--- BEGIN Input for this task ---

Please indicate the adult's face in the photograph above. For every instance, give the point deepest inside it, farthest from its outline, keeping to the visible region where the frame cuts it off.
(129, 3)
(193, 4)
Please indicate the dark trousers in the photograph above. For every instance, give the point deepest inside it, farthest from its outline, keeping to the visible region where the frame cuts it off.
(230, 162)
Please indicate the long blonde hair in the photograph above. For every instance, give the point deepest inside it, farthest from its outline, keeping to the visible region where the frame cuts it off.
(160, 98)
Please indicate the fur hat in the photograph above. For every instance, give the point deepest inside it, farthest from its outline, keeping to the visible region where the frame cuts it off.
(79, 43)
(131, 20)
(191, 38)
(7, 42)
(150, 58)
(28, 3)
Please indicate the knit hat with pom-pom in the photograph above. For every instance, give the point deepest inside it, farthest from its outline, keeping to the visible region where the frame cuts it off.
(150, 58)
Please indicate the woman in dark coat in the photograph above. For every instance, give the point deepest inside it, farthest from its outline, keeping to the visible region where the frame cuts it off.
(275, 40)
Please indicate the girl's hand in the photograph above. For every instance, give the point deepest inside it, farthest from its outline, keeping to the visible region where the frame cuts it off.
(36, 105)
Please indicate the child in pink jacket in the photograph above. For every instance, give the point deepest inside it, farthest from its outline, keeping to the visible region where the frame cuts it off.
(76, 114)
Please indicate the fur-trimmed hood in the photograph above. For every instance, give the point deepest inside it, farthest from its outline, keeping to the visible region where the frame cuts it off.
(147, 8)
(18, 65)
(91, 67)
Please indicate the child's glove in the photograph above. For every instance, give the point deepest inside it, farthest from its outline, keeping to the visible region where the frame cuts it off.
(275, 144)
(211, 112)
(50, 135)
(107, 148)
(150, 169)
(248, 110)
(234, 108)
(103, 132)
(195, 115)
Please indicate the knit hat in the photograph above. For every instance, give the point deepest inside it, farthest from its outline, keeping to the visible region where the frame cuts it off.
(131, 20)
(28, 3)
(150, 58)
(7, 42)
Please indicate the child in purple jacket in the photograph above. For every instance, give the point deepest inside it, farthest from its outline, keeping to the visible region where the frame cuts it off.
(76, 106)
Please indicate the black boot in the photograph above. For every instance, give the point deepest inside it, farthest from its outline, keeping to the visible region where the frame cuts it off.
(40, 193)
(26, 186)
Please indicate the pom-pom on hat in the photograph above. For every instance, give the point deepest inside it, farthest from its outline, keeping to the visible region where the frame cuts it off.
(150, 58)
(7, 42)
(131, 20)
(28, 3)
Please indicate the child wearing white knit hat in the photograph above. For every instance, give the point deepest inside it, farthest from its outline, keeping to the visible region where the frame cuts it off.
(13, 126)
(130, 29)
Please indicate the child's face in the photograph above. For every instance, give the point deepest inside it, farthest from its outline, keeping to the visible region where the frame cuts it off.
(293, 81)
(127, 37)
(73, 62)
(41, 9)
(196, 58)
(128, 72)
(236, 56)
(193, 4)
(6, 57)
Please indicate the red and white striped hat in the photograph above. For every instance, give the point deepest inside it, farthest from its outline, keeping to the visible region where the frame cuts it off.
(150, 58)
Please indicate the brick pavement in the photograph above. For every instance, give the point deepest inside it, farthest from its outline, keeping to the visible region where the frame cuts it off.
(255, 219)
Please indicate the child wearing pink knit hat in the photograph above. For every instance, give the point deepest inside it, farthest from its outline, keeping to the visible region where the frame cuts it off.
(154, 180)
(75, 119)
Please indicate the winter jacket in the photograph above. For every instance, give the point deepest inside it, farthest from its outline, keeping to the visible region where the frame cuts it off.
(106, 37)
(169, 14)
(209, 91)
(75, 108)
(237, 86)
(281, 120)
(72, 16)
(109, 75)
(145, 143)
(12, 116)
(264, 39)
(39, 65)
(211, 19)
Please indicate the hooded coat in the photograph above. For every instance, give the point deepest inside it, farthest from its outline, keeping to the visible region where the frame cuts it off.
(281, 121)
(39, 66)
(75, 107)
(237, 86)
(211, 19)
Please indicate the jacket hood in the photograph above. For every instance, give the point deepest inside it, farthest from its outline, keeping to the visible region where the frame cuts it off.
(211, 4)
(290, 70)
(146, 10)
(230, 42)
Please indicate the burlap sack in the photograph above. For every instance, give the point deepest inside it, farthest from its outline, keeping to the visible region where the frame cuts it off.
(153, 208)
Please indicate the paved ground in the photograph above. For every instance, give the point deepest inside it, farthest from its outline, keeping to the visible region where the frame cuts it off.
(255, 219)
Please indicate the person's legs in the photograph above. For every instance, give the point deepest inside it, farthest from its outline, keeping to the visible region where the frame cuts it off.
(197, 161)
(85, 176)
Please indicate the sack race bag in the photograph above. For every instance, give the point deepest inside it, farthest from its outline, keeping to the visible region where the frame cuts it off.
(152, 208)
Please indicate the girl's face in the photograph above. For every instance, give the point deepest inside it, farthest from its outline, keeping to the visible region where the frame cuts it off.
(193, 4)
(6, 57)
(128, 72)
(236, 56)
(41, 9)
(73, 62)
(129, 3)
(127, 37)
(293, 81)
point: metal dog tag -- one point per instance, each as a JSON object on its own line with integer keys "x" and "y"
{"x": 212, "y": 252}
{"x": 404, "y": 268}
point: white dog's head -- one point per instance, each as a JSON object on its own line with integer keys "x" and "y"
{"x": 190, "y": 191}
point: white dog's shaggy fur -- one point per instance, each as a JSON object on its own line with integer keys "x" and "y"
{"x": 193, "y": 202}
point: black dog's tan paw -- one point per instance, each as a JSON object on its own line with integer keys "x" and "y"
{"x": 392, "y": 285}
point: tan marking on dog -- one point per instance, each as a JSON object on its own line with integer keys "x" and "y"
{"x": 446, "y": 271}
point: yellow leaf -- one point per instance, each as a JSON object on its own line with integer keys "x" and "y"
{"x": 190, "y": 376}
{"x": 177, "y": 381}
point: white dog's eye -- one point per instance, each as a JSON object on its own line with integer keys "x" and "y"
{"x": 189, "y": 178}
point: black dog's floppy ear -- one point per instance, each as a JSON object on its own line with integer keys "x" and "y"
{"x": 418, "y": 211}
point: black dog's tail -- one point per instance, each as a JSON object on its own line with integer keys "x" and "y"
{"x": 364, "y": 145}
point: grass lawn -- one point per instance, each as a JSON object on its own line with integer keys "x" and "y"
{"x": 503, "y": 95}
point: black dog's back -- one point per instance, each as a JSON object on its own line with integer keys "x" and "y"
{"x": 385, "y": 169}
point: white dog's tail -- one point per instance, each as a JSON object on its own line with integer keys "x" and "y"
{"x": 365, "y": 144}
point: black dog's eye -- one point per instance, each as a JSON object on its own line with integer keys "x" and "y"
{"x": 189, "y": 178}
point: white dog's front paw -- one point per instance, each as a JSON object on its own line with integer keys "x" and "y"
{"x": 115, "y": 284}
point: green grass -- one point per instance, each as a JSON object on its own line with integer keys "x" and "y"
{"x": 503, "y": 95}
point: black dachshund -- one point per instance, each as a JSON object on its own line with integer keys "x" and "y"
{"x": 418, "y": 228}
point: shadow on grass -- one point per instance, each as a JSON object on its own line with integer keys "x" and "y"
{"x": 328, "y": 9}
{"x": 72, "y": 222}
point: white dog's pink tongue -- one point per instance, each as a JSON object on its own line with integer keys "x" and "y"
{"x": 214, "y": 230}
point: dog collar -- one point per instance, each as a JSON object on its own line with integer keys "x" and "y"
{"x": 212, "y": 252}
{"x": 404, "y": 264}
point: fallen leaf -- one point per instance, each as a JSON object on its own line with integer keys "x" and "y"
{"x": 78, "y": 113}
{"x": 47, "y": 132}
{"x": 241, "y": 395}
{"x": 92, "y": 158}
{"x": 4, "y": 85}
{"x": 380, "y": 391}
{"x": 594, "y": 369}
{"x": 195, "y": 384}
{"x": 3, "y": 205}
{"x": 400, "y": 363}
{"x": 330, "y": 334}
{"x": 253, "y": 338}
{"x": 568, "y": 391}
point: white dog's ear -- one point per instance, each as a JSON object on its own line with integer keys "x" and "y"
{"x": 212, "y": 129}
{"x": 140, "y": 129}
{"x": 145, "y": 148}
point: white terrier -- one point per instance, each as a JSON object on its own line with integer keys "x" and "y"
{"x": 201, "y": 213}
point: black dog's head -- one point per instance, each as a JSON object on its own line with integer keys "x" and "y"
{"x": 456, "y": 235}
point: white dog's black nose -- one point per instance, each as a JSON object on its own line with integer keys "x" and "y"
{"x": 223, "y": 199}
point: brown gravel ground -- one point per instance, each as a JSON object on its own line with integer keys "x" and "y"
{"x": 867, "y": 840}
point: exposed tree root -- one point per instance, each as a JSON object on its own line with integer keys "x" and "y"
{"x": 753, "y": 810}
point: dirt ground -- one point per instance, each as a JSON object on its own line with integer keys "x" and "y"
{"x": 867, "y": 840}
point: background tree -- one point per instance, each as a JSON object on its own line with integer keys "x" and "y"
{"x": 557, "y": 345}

--- END Input for this task ---

Problem statement
Only those lines running from the one containing "point: dog collar" through the last line of the data above are to be copied, exactly, with both ends included.

Right answer
point: dog collar -- one point per instance, each as a JSON object on its own line with integer keys "x" and "y"
{"x": 212, "y": 252}
{"x": 404, "y": 264}
point: fallen leaf -- one point per instance, each as a JSON object on its own line with integer keys "x" and "y"
{"x": 78, "y": 113}
{"x": 47, "y": 132}
{"x": 241, "y": 395}
{"x": 92, "y": 158}
{"x": 4, "y": 85}
{"x": 380, "y": 391}
{"x": 594, "y": 369}
{"x": 195, "y": 384}
{"x": 3, "y": 205}
{"x": 400, "y": 363}
{"x": 330, "y": 334}
{"x": 253, "y": 338}
{"x": 568, "y": 391}
point: white dog's ear -- one point per instance, each as a JSON object on its own line with integer keys "x" and "y"
{"x": 212, "y": 129}
{"x": 140, "y": 129}
{"x": 145, "y": 148}
point: white terrier -- one point per instance, each as a JSON object on its own line with integer keys "x" and "y"
{"x": 201, "y": 213}
point: black dog's head -- one point per instance, each as a JSON object on its own line with integer keys "x" and "y"
{"x": 456, "y": 235}
point: white dog's black nose -- one point per instance, each as a JSON object on its own line with integer keys "x" and "y"
{"x": 223, "y": 199}
point: brown gravel ground -- one point per instance, each as a JSON object on its own line with integer keys "x" and "y"
{"x": 867, "y": 840}
point: exposed tree root -- one point per instance, each as a JSON object on its own line with integer keys "x" and "y"
{"x": 753, "y": 810}
point: dirt ground -- one point per instance, each as a JSON object on its own line with integer keys "x" and "y"
{"x": 867, "y": 840}
point: background tree -- one point per instance, each as a JSON object on its own line with integer keys "x" and "y"
{"x": 557, "y": 345}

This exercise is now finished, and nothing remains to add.